**Task requirements:** Whenever a line in the data contains "sneaker", show that line.

**Referring expression grounding data:**
• • • • •

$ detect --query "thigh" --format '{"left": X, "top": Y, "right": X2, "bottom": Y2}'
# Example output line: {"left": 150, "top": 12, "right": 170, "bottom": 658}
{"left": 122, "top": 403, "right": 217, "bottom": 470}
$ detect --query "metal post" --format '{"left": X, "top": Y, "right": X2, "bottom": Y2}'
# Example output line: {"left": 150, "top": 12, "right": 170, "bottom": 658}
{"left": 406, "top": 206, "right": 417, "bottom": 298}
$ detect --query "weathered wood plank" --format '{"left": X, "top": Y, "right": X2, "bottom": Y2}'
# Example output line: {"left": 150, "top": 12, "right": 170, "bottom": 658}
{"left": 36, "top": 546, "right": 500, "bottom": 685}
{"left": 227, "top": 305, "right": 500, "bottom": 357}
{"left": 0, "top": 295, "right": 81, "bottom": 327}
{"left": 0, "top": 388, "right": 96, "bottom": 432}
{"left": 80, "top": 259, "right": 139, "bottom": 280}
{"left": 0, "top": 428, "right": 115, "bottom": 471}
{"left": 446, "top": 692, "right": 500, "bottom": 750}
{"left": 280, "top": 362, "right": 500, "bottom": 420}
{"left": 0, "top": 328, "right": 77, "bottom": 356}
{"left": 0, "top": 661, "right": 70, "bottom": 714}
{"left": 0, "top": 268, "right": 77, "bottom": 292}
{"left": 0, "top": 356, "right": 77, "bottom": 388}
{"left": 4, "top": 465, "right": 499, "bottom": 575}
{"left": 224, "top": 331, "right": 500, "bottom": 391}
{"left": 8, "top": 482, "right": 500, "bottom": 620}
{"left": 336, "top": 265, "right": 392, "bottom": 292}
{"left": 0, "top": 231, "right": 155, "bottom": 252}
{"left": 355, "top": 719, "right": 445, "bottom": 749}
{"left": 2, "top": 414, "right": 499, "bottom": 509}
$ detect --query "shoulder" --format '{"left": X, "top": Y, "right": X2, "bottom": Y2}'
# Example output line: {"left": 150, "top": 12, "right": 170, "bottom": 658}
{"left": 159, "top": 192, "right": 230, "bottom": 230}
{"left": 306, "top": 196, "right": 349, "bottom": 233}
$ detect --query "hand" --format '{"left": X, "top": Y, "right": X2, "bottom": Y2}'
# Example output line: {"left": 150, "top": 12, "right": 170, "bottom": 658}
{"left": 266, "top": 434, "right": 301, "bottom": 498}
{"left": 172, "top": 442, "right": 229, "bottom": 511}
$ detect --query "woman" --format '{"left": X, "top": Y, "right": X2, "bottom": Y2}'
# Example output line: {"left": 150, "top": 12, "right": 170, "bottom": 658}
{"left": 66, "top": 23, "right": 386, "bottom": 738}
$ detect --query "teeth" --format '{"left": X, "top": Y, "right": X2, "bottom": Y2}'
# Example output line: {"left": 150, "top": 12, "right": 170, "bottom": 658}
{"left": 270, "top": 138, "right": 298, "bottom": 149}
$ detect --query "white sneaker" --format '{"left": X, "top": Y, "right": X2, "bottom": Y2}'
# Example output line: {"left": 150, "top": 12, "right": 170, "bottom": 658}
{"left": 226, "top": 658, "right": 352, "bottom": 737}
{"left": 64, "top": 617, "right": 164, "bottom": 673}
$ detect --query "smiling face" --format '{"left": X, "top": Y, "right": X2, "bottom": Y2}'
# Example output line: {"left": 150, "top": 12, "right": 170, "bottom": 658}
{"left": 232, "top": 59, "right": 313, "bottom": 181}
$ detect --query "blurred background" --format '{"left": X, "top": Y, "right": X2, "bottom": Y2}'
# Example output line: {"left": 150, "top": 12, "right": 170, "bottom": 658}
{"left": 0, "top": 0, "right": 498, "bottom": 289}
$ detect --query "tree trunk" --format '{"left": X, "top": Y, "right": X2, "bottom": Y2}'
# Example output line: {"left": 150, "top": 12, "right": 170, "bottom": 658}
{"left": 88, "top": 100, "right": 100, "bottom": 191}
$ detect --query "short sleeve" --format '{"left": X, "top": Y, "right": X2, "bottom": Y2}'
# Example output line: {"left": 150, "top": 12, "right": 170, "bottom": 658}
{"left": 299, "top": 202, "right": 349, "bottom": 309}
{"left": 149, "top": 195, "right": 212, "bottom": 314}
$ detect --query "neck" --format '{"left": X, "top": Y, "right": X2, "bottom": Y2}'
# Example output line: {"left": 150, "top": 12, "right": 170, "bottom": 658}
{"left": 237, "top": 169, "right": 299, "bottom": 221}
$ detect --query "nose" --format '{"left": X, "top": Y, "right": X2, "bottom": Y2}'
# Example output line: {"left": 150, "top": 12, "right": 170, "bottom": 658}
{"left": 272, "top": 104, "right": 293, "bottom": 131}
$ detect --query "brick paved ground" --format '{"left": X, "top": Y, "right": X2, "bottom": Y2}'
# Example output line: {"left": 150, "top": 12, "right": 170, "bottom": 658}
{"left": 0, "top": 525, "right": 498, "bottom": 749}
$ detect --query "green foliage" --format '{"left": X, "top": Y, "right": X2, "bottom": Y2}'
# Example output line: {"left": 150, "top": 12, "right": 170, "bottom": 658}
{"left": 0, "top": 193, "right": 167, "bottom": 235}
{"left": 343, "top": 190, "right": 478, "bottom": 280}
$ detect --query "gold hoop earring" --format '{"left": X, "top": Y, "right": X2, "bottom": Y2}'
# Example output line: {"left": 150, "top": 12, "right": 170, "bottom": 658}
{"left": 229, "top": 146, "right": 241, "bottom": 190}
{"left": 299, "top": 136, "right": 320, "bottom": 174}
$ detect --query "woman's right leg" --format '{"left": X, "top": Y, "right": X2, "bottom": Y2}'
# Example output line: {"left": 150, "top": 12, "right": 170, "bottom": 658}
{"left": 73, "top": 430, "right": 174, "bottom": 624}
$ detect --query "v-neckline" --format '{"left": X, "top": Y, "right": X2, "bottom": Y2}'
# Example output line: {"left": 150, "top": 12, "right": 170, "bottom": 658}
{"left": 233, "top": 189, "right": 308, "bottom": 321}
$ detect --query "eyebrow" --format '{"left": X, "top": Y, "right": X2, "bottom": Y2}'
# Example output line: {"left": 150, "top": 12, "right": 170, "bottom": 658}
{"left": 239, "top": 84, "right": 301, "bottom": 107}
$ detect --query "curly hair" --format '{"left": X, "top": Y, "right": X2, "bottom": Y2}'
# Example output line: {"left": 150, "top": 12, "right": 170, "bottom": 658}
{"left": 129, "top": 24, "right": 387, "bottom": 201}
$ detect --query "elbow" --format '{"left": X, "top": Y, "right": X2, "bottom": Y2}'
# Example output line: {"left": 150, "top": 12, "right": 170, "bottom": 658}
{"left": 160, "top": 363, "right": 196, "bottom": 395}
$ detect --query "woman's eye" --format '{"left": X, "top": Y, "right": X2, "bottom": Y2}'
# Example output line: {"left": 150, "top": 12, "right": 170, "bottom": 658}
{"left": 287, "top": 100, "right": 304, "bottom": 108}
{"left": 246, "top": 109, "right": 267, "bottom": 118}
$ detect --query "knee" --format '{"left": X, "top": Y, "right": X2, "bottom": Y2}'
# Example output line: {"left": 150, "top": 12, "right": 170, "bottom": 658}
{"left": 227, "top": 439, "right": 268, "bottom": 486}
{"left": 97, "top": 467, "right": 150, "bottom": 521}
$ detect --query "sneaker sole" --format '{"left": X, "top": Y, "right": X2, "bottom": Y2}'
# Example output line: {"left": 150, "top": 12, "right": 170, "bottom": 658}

• • • • •

**Exercise result:**
$ detect --query "white sneaker" --format '{"left": X, "top": Y, "right": X2, "bottom": Y2}'
$ detect --query "sneaker sole" --format '{"left": X, "top": Y, "right": X2, "bottom": Y2}'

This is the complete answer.